### Study questions
1 - According to the funded research summary, since when has Waymo been testing self-driving vehicles in Chandler, Arizona?
2 - Continue the summary of funded transportation research from where it stops.

--- Text segment Enclosed Below ---

Current Funded Research

Transportation Technology & Society

Funding Source: UConn Provost’s Academic Plan Award

Transportation technologies allowing for self-driving vehicles are emerging rapidly, sparking considerable speculation about how they may revolutionize society. Academic inquiry on this topic is thus far limited, focusing primarily on the science and engineering of enabling technologies such as vehicle sensors. A community of scholars from various academic disciplines who understands the intricacies of the complex systems associated with Transportation Technology & Society (TTS) is urgently needed to examine this potentially disruptive dynamic. The overarching goal of this project is to create an interdisciplinary community of scholars who can collaborate on research and teaching in TTS and understand how to harness the Big Data associated with this emerging technology.

Perceptions about Autonomous Vehicles based on Waymo’s Testing in Arizona

Funding Source: UConn’s Scholarship Facilitation Fund

This study focuses on Waymo, a subsidiary of Google, which has been testing self-driving vehicles in Chandler, Arizona, since April 2017.  During this testing period, which was limited to selected customers, services have been gradually expanded.  Most recently, Waymo announced that it will begin a robotaxi service in Chandler and the neighboring municipalities of Tempe, Gilbert, and Mesa.  Not everyone welcomes the new technology. A recent NY Times article reported that people were trying to run AVs off the road, while others had attacked them with rocks and knives.  The research will contribute to an ongoing effort to better understand the broader impacts of transportation technologies on society.

--- End of Enclosed Text segment ---
--- Extracted entries Enclosed Below ---

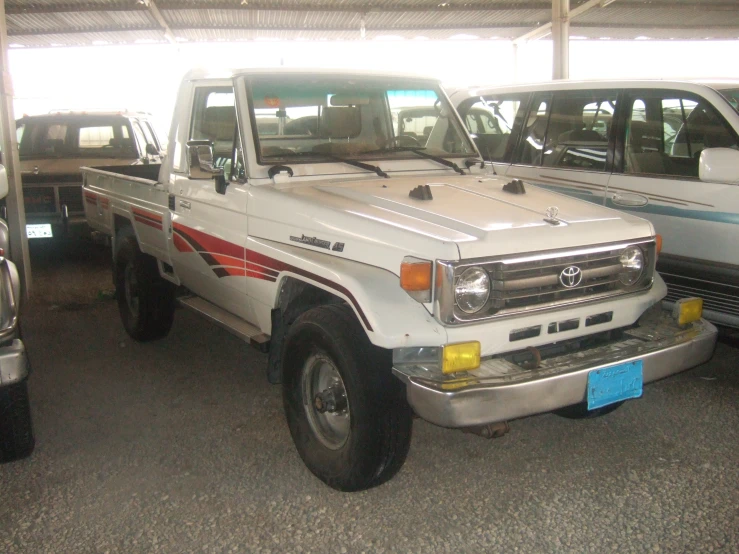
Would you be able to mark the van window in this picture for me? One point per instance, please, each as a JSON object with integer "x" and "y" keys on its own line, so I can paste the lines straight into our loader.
{"x": 531, "y": 146}
{"x": 490, "y": 122}
{"x": 666, "y": 132}
{"x": 578, "y": 130}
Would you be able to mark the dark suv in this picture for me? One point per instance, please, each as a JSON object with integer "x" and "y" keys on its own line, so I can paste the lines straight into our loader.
{"x": 52, "y": 149}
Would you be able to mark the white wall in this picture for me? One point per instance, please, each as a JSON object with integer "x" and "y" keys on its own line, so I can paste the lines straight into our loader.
{"x": 145, "y": 77}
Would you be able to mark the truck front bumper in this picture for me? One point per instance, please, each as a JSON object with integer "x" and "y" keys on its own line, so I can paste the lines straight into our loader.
{"x": 501, "y": 390}
{"x": 13, "y": 363}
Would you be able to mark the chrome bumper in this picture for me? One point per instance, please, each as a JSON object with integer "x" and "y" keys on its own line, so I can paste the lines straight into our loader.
{"x": 13, "y": 363}
{"x": 500, "y": 390}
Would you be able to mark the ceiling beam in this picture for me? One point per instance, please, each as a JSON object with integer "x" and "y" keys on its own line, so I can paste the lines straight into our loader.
{"x": 546, "y": 28}
{"x": 174, "y": 28}
{"x": 154, "y": 11}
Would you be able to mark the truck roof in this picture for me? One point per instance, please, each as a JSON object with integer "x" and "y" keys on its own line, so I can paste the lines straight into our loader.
{"x": 205, "y": 73}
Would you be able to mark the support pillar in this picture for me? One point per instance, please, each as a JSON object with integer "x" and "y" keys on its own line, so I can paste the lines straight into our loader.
{"x": 9, "y": 145}
{"x": 561, "y": 39}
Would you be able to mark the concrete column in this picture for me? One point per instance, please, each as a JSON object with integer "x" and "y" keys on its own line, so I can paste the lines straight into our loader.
{"x": 9, "y": 145}
{"x": 561, "y": 39}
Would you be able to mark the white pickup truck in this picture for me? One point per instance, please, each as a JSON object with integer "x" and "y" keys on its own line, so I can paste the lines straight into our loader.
{"x": 384, "y": 273}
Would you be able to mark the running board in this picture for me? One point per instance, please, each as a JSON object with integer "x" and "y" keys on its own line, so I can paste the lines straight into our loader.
{"x": 228, "y": 321}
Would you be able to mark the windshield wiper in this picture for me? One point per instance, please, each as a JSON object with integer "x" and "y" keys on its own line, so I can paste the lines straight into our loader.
{"x": 334, "y": 158}
{"x": 420, "y": 151}
{"x": 355, "y": 163}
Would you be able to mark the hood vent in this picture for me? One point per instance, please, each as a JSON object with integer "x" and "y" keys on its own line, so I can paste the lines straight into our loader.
{"x": 515, "y": 187}
{"x": 421, "y": 192}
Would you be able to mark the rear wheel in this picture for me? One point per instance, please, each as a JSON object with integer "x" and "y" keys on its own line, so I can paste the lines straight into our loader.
{"x": 145, "y": 300}
{"x": 16, "y": 431}
{"x": 347, "y": 414}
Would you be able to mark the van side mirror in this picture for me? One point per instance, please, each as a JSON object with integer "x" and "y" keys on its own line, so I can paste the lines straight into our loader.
{"x": 3, "y": 182}
{"x": 719, "y": 165}
{"x": 201, "y": 164}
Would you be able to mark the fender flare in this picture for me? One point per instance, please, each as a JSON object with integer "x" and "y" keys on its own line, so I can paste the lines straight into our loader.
{"x": 389, "y": 316}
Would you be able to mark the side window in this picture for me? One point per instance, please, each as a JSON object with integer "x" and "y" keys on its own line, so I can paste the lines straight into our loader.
{"x": 579, "y": 125}
{"x": 531, "y": 147}
{"x": 490, "y": 122}
{"x": 214, "y": 119}
{"x": 667, "y": 131}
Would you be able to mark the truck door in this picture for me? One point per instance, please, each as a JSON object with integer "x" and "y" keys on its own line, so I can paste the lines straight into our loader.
{"x": 567, "y": 143}
{"x": 209, "y": 228}
{"x": 657, "y": 178}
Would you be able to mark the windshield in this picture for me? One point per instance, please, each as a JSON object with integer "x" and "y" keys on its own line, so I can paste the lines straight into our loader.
{"x": 732, "y": 95}
{"x": 68, "y": 138}
{"x": 307, "y": 118}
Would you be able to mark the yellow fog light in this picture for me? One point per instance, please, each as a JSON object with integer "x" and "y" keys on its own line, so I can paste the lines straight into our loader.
{"x": 463, "y": 356}
{"x": 687, "y": 310}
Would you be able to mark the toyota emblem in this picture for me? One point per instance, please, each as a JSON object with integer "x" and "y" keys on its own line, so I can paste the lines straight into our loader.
{"x": 571, "y": 276}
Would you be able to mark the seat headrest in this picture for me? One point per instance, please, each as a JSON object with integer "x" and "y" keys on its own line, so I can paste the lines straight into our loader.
{"x": 219, "y": 122}
{"x": 340, "y": 122}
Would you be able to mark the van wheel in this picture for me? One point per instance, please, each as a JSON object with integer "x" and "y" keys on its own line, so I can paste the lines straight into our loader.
{"x": 145, "y": 299}
{"x": 16, "y": 431}
{"x": 347, "y": 414}
{"x": 580, "y": 411}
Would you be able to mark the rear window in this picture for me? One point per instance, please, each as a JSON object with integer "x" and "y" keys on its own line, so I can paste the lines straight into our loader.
{"x": 100, "y": 137}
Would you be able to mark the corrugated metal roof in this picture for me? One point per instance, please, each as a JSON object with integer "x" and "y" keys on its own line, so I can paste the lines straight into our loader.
{"x": 41, "y": 23}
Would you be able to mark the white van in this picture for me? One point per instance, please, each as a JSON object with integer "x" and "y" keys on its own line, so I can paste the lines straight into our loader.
{"x": 666, "y": 151}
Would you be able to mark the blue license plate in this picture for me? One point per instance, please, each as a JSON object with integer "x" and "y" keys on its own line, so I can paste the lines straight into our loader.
{"x": 614, "y": 383}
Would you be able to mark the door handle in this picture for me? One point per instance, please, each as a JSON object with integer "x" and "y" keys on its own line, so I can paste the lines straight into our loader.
{"x": 630, "y": 200}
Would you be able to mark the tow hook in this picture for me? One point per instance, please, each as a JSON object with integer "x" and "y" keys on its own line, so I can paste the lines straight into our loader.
{"x": 331, "y": 400}
{"x": 489, "y": 431}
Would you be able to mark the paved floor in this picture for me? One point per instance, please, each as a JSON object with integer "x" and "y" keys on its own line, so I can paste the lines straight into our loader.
{"x": 181, "y": 446}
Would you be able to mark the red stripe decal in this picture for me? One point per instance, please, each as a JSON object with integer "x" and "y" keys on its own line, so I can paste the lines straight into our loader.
{"x": 211, "y": 244}
{"x": 214, "y": 246}
{"x": 181, "y": 244}
{"x": 148, "y": 222}
{"x": 148, "y": 215}
{"x": 227, "y": 260}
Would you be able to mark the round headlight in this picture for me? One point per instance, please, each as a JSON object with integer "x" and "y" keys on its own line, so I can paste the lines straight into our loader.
{"x": 472, "y": 290}
{"x": 632, "y": 264}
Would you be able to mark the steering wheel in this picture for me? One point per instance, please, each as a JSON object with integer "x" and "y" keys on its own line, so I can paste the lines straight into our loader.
{"x": 405, "y": 140}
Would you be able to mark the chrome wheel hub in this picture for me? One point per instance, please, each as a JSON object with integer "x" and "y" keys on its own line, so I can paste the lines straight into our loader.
{"x": 325, "y": 401}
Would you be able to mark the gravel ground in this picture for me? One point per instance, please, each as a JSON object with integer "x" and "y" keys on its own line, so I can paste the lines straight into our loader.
{"x": 181, "y": 446}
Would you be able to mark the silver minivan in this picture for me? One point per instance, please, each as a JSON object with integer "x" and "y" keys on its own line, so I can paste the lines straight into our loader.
{"x": 666, "y": 151}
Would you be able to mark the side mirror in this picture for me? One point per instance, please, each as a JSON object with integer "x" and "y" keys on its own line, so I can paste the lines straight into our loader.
{"x": 200, "y": 159}
{"x": 3, "y": 182}
{"x": 719, "y": 165}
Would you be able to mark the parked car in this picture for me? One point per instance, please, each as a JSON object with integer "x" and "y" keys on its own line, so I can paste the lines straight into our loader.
{"x": 52, "y": 149}
{"x": 666, "y": 151}
{"x": 16, "y": 430}
{"x": 384, "y": 278}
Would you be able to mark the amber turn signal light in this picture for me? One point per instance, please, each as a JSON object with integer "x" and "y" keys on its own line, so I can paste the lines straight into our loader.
{"x": 415, "y": 276}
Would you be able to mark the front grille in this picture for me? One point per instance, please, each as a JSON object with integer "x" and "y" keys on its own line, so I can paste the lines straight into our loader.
{"x": 537, "y": 282}
{"x": 39, "y": 200}
{"x": 72, "y": 197}
{"x": 530, "y": 282}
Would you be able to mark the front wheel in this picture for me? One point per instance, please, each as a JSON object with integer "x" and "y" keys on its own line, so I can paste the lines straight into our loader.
{"x": 145, "y": 300}
{"x": 16, "y": 431}
{"x": 347, "y": 414}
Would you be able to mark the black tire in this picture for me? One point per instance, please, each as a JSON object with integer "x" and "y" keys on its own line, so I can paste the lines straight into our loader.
{"x": 379, "y": 417}
{"x": 580, "y": 411}
{"x": 16, "y": 431}
{"x": 145, "y": 300}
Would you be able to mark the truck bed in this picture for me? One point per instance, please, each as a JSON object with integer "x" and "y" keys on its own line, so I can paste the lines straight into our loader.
{"x": 114, "y": 196}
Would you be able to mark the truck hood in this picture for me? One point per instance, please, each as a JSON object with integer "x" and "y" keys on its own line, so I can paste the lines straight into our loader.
{"x": 480, "y": 217}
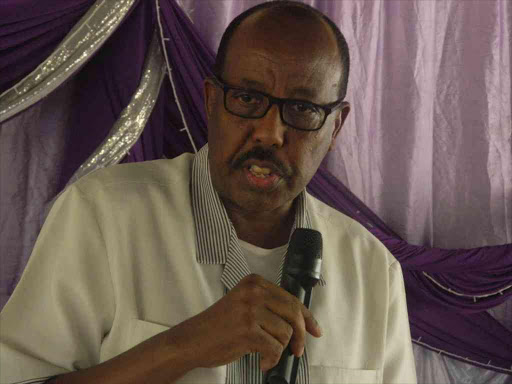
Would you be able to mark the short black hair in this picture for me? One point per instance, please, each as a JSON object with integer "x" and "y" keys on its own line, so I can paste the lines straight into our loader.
{"x": 289, "y": 6}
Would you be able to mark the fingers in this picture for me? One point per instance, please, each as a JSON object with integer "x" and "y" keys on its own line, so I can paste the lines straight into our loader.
{"x": 285, "y": 308}
{"x": 270, "y": 350}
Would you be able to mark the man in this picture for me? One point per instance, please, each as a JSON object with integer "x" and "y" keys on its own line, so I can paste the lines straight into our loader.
{"x": 166, "y": 271}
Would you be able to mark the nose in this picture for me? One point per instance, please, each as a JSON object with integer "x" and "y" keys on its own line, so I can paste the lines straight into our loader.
{"x": 269, "y": 130}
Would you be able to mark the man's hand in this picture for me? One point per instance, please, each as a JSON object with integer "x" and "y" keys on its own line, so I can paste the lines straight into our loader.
{"x": 255, "y": 316}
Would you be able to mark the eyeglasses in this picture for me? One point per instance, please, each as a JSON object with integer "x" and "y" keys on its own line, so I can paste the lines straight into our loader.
{"x": 298, "y": 114}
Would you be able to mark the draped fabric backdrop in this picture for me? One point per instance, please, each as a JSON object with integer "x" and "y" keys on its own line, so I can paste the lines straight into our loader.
{"x": 427, "y": 146}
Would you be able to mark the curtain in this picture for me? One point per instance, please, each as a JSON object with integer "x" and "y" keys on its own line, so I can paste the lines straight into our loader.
{"x": 415, "y": 49}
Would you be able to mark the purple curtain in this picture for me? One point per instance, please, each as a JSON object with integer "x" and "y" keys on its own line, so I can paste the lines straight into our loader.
{"x": 439, "y": 319}
{"x": 29, "y": 33}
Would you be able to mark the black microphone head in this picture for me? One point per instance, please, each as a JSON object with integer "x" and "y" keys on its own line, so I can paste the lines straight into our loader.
{"x": 304, "y": 256}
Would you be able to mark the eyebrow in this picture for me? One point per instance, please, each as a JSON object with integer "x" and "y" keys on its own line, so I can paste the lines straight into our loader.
{"x": 298, "y": 91}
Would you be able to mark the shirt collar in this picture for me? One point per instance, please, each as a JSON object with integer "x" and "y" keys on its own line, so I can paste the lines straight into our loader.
{"x": 217, "y": 242}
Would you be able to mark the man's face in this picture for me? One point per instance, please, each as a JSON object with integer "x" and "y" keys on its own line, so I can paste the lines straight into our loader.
{"x": 264, "y": 55}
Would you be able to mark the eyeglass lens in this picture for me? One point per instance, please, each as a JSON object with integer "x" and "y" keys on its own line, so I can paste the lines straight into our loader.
{"x": 248, "y": 104}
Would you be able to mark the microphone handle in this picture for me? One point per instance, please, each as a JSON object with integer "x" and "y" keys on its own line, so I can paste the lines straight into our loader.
{"x": 285, "y": 372}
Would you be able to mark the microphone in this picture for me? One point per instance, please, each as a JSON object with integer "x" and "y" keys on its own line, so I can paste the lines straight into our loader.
{"x": 301, "y": 272}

--- End of Enclosed Extracted entries ---

### Answers for the exercise
1 - Since April 2017.

2 -
Equity, Externalities & Public Policy: Understanding the Surprising and Oversized Use of Ridesourcing Services in Poorer Neighborhoods in NYC

Funding Source: CAMMSE

This project uses surveys, interviews, and spatial analysis of geocoded Twitter feeds about various companies providing ridesourcing to glean insights about trips in New York City’s Outer Boroughs, which have undergone explosive growth. We are especially interested in learning what has caused this rapid growth in trips originating in the outer boroughs, who is taking the trips, where they are going, and whether or not this represents additional travel or whether it is replacing trips already undertaken via different means. Our findings will provide insights about the implications of these ridesourcing trips for equity considerations, as well as externalities caused by any increased Vehicle Miles Travelled (VMT) that will be of interest to policy-makers. The mixed method spatiotemporal tools developed in this study will be applicable to a wide range of settings and illustrate the importance of contextual factors in evaluating the impacts of technologies that are disrupting the traditional landscape of transportation research and policy.

What do We Want from Autonomous Vehicles?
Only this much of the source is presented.